STATED GOAL: Reproduce every one of the entries below verbatim, line for line.

....

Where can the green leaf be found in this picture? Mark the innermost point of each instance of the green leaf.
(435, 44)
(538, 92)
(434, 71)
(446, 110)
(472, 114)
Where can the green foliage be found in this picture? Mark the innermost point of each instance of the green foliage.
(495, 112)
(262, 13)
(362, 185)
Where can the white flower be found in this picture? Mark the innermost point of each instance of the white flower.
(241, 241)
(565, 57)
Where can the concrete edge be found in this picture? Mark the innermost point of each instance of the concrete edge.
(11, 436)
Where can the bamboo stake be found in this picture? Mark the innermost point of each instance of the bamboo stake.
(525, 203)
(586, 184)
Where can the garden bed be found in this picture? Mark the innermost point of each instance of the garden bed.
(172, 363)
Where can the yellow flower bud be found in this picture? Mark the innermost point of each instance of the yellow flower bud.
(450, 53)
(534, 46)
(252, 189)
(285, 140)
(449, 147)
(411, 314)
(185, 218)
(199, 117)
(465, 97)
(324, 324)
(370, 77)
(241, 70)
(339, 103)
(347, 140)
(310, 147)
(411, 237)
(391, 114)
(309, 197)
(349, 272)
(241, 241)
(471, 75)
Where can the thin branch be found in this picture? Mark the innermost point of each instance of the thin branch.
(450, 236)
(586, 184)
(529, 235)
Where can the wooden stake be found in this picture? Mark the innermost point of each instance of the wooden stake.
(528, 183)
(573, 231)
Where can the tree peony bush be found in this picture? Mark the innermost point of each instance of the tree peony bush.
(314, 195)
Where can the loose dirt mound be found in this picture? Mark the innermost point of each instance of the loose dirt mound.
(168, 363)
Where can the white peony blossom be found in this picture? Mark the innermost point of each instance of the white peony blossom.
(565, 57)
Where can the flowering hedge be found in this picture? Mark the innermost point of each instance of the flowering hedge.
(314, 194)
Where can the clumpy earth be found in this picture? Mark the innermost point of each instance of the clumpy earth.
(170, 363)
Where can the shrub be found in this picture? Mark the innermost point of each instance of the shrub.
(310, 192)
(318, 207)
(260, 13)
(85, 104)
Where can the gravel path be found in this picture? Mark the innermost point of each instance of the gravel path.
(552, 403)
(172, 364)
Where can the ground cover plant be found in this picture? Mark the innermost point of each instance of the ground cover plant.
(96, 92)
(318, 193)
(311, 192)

....

WORKED SOLUTION:
Where can the green leaf be found in this picture? Mark the innermost point of each instance of the green leaf.
(435, 44)
(538, 92)
(434, 71)
(446, 110)
(472, 114)
Where can the green foliage be found in this picture? Mark the innermost point of each instance of the green foliage.
(495, 112)
(262, 13)
(362, 185)
Where can the white flower be found in this picture? Mark the innermost point of each instance of the white flower.
(241, 241)
(565, 57)
Where can the concrete edge be found in this picture? Mark the innermost point of each instance of the concrete edge.
(11, 436)
Where can the bamboo stake be found in this picture? Mark the innermost point of each instance of the bamboo stake.
(525, 203)
(586, 184)
Where can the garden bed be found in this picture? Mark the innermost point of each instance of the garden bed.
(172, 363)
Where can the yellow flower bud be found in this picture? Mark the innermost point of each instance of the yellow flower bud.
(450, 53)
(534, 46)
(252, 189)
(285, 140)
(449, 147)
(411, 314)
(185, 218)
(199, 117)
(465, 97)
(324, 324)
(370, 77)
(241, 70)
(339, 103)
(347, 140)
(310, 147)
(411, 237)
(391, 114)
(309, 197)
(349, 272)
(241, 241)
(471, 75)
Where can the thin branch be found in this picture? Mark the innermost point of each instance of the thin branch.
(450, 236)
(586, 184)
(529, 235)
Where can the wooden stake be found in this picture? Mark the innermost point of each instance of the wooden stake.
(528, 183)
(573, 231)
Where can the tree peony bush be found in this picture? Mark the innermost point of each instance of the tree peony bush.
(314, 195)
Where can the loose dirt mound be found in this picture? Mark the innermost point of each instance of the loose dirt mound.
(168, 363)
Where can the white peony blossom be found in this picture? Mark the innermost point of each instance of the white peony blossom.
(565, 57)
Where can the flowering hedge be found in this picture? Mark the innermost point of each instance of the flowering hedge.
(314, 194)
Where can the clumpy earth be found in this picture? Mark the innermost point of each instance of the clumpy earth.
(170, 363)
Where can the shrub be found in this picture? Mark the innermost point of each instance of the shrub.
(310, 192)
(318, 207)
(260, 13)
(85, 104)
Where can the gravel path be found in this picture? Mark the innermost point of each instance of the gravel path.
(552, 403)
(172, 364)
Where can the ground cover plant be found in this picture? Mark the innermost point of each instance of the ground cover plant.
(96, 92)
(318, 193)
(311, 192)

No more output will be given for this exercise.